━━ READING TEXT

Why the GOP shouldn’t cave on taxes

April 25, 2011

Let me start off by saying I have no doubt that Sen. Tom Coburn wants smaller government — much smaller government. But is giving more money to government — and hoping against precedent that Washington just doesn’t spend the new cash —  the best way of doing it? Here is a bit from his Meet the Press interview yesterday:

GREGORY: Let me stick with you on the point of contention, particularly with senators like you, Republicans, conservatives, and outside groups having to do with taxes. Could you support a deal here out of this Gang of Six on the budget that includes tax increases?

COBURN: Well, we’re not talking about it. I think if you go back and look at the commission’s report, what we were talking about is getting significant dynamic effects by taking away tax credits, lowering the tax rate and having an economic increase that will actually increase the revenues to the federal government. We’re not talking about raising tax rates at all. … So if there is a net effect of tax revenue, that would be fine with me. I experienced that during Reagan’s period in 1986.

━━━━
━━ RECORD EXCERPTS

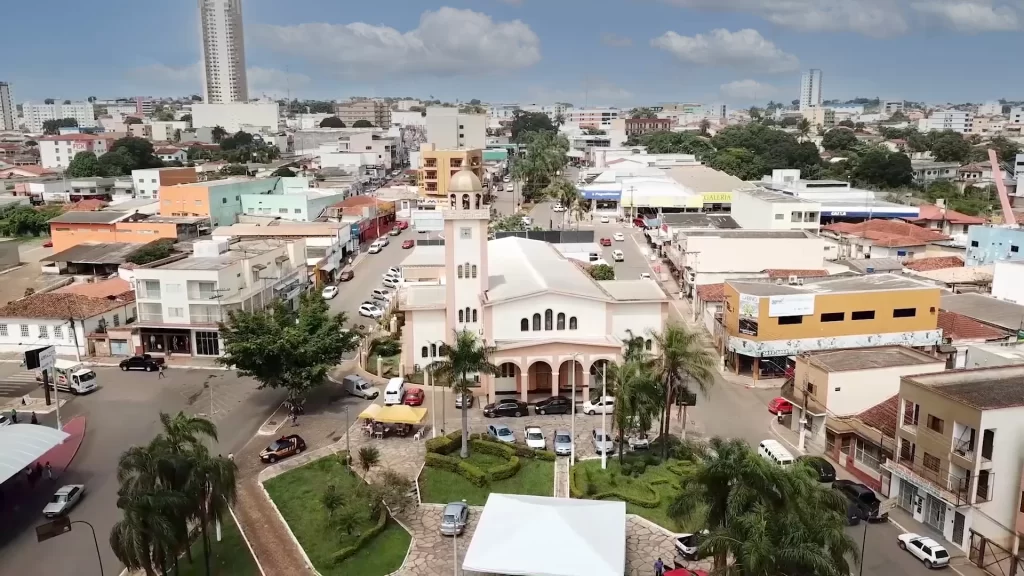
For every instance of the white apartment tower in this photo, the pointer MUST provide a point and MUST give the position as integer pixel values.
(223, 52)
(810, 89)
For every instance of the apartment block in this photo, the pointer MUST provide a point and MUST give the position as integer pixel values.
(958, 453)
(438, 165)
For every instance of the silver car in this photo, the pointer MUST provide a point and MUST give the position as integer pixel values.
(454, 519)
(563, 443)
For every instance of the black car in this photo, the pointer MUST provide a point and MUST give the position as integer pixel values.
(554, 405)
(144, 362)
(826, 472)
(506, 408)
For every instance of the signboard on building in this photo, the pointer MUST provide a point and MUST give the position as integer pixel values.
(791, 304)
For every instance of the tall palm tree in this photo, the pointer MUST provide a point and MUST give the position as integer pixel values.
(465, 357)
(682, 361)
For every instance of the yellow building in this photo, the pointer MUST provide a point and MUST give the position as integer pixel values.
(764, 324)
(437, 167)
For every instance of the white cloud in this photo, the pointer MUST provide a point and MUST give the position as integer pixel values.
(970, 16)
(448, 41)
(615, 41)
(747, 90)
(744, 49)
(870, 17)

━━━━
━━ RECORD EXCERPTS

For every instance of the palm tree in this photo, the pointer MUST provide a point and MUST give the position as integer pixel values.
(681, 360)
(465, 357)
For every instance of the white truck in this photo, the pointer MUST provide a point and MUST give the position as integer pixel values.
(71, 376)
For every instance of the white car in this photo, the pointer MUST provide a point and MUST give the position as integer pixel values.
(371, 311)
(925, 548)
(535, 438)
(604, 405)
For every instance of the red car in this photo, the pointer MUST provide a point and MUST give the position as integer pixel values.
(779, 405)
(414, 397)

━━━━
━━ RECORD EXCERPTS

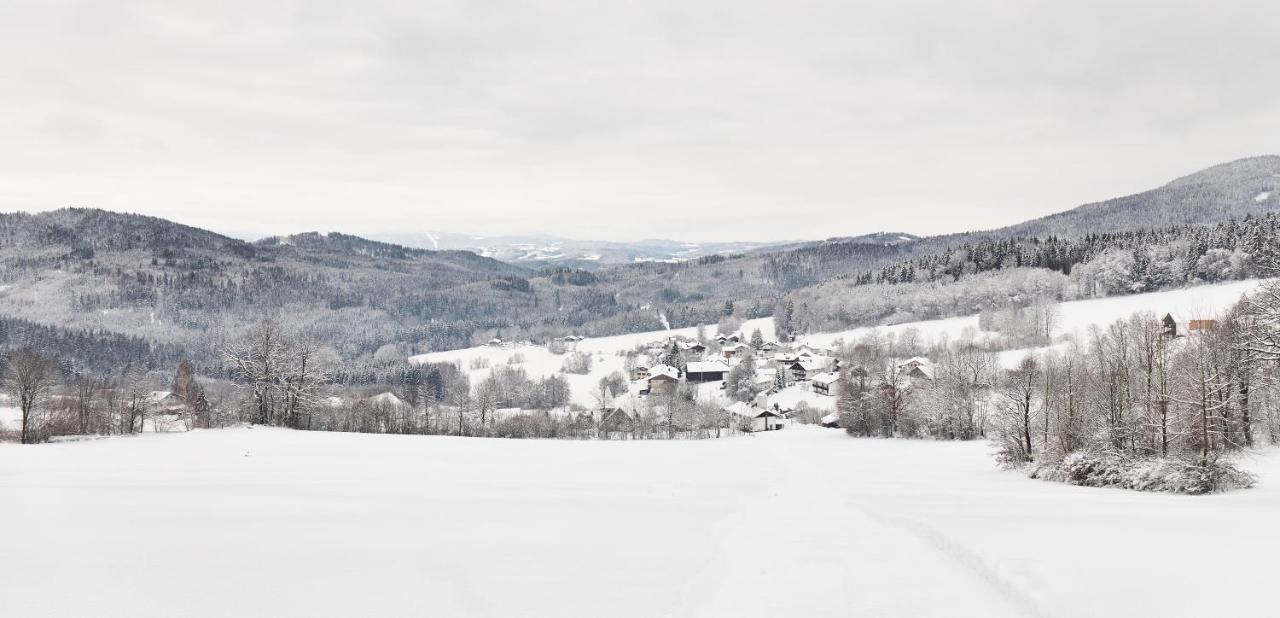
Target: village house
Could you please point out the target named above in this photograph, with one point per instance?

━━━━

#### PROBLEM TO SOLVE:
Continue the piece on the GOP and taxes from the end of Coburn's answer. The data comes from a different source than the piece on the GOP and taxes.

#### OUTPUT OF THE TASK:
Except that we’re not just talking about more revenue from economic growth. Coburn’s Gang of Six would reduce various tax breaks and loopholes so that taxpayers would be supplying more revenue to Washington.  Apparently Coburn believes this is a price that must be paid to get a debt reduction agreement with Democrats.

But what exactly would spending hawks get in return? Are Democrats offering to dump Obamacare or agree to a revamp of Medicare like the one proposed by Paul Ryan. Highly unlikely. If that were the case, Coburn would have a much stronger arguement. If not,  a better compromise might be lower defense spending in exchange for other cuts discretionary or mandatory spending.

And remember the context: The reason America is on an unsustainable fiscal track is that spending, not revenue, is moving away from the historical average.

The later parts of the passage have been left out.